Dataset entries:
Content starts

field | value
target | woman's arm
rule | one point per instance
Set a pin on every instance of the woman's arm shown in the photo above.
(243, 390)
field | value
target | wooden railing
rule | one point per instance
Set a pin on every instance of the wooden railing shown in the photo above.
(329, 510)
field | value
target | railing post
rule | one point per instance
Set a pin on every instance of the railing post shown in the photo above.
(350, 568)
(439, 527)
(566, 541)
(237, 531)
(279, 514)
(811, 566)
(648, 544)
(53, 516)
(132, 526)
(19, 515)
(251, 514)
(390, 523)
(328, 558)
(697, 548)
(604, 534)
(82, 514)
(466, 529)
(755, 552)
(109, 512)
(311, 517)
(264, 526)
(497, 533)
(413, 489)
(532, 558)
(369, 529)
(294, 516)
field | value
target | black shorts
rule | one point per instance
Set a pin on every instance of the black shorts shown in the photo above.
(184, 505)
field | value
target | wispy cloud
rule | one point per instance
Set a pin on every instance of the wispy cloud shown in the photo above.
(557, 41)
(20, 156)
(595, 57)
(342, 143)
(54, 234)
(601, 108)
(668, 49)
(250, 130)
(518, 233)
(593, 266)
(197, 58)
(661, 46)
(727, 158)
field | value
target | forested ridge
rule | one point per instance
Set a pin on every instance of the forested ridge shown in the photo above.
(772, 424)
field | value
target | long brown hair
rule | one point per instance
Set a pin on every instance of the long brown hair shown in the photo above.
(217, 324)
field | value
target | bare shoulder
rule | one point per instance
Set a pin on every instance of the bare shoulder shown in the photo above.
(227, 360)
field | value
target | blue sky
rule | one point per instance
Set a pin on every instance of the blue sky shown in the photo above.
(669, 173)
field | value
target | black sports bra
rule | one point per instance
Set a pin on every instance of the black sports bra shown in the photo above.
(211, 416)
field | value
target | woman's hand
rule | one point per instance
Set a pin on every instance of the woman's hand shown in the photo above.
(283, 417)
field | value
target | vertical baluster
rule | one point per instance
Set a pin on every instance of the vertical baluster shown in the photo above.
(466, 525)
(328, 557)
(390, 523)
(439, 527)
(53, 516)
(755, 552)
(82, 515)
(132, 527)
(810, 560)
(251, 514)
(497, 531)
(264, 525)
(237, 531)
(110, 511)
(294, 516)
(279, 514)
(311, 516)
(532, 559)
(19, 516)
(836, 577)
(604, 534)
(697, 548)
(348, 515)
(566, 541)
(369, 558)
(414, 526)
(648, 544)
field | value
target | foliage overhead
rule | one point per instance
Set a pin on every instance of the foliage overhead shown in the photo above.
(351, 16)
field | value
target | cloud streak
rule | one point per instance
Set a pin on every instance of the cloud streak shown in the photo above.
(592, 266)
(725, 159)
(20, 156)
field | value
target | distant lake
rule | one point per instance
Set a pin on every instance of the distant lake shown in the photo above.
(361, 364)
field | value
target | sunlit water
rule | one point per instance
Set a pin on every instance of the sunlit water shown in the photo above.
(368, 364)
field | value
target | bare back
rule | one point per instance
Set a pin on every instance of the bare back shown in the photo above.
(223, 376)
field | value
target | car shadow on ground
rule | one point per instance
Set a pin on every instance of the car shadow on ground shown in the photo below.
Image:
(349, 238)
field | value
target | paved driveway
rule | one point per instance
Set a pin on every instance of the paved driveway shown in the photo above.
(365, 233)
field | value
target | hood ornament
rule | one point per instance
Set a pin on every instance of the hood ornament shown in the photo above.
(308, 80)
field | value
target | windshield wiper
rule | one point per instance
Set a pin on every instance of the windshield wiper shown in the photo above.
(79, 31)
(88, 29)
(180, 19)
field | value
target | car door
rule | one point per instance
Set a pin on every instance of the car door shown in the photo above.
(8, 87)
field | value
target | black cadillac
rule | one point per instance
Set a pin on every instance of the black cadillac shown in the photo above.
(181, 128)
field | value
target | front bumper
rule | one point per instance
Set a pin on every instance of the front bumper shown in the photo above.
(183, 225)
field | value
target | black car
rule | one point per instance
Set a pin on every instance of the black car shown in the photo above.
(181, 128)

Content ends

In full and without error, restate the data.

field | value
target | woman's arm
rule | one point per instance
Set a pin on every instance of the woman's arm shown in the photo above.
(243, 390)
field | value
target | wooden railing
rule | one point per instance
Set a pin on every instance of the wooden railing shown in the photo above.
(329, 510)
field | value
target | railing post
rule | one point per instance
Set a pin on every instance of the railing post shown in the photo above.
(350, 568)
(439, 527)
(566, 541)
(237, 531)
(279, 514)
(811, 566)
(648, 544)
(53, 516)
(132, 526)
(19, 515)
(251, 514)
(390, 523)
(328, 558)
(697, 548)
(604, 534)
(82, 514)
(466, 529)
(755, 552)
(109, 512)
(311, 517)
(264, 526)
(497, 533)
(413, 489)
(532, 558)
(369, 529)
(294, 516)
field | value
target | black shorts
rule | one point per instance
Set a pin on every instance of the black shorts shown in the photo above.
(184, 505)
field | value
target | wispy cloud
rule | one point per instance
Set a pin on every instance of the wispy cloud shown in the photo above.
(557, 41)
(20, 156)
(595, 57)
(342, 143)
(54, 234)
(601, 108)
(668, 49)
(250, 130)
(518, 233)
(593, 266)
(197, 58)
(661, 46)
(727, 158)
field | value
target | forested ridge
rule | one point per instance
Set a pin on every instance of the forested ridge shown in the photo above.
(772, 424)
field | value
target | long brown hair
rule | one point per instance
Set a pin on every instance of the long brown hair shown in the photo above.
(217, 324)
field | value
target | bare shoulder
rule | one point per instance
Set a pin on every instance of the bare shoulder shown in the photo above.
(227, 360)
field | value
target | blue sky
rule | one point per instance
Set a pin on every instance of the blue sky shown in the photo above.
(669, 173)
field | value
target | black sports bra
rule | one point per instance
Set a pin on every instance of the black sports bra shown in the photo above.
(211, 416)
field | value
target | woman's hand
rule | one point per instance
Set a pin on every instance of the woman's hand shown in the photo above.
(283, 417)
field | value
target | vertical baluster
rule | one point per instance
Set a pin on every instance of the vertical baluster shown in the photo above.
(466, 525)
(328, 557)
(390, 523)
(439, 527)
(53, 516)
(755, 552)
(82, 515)
(132, 527)
(810, 560)
(251, 514)
(497, 531)
(264, 525)
(237, 531)
(110, 511)
(294, 516)
(279, 514)
(311, 516)
(532, 559)
(19, 516)
(836, 577)
(604, 534)
(697, 548)
(348, 515)
(566, 541)
(369, 558)
(414, 526)
(648, 544)
field | value
target | foliage overhead
rule | one point per instance
Set a pin on every instance of the foliage overhead shown in the photo above.
(351, 16)
field | value
target | cloud streak
rule | one point per instance
Set a pin on every instance of the cloud streak shown in the photo above.
(592, 266)
(725, 159)
(20, 156)
field | value
target | distant lake
rule | one point per instance
Set a pin on every instance of the distant lake shown in the photo above.
(361, 364)
field | value
target | sunlit water
rule | one point per instance
Set a pin on every instance of the sunlit water shown in the photo above.
(368, 364)
field | value
target | bare back
rule | one point per instance
Set a pin on every instance of the bare back shown in the photo above.
(223, 376)
field | value
target | car shadow on ground
rule | one point per instance
Set a pin on every instance of the car shadow on ground shown in the photo below.
Image:
(349, 238)
field | value
target | paved driveway
rule | one point per instance
Set a pin on every instance of the paved driveway shown in the photo above.
(365, 233)
field | value
target | hood ornament
rule | one point per instance
Set a pin on every instance of the hood ornament shown in the photo above.
(308, 80)
field | value
target | windshield wiper
rule | one point per instance
Set a pin on every instance of the windshield wiper shown in the photo above.
(79, 31)
(88, 29)
(180, 19)
field | value
target | car door
rule | one point per instance
Set a pin on every instance of the car door shown in the photo above.
(8, 87)
field | value
target | black cadillac
rule | one point per instance
Set a pin on every instance of the black cadillac shown in the photo above.
(181, 128)
field | value
target | front bumper
rule | one point per instance
Set a pin on every instance of the front bumper shown in the photo above.
(183, 225)
field | value
target | black car
rule | one point per instance
Set a pin on every instance of the black car shown in the photo above.
(181, 128)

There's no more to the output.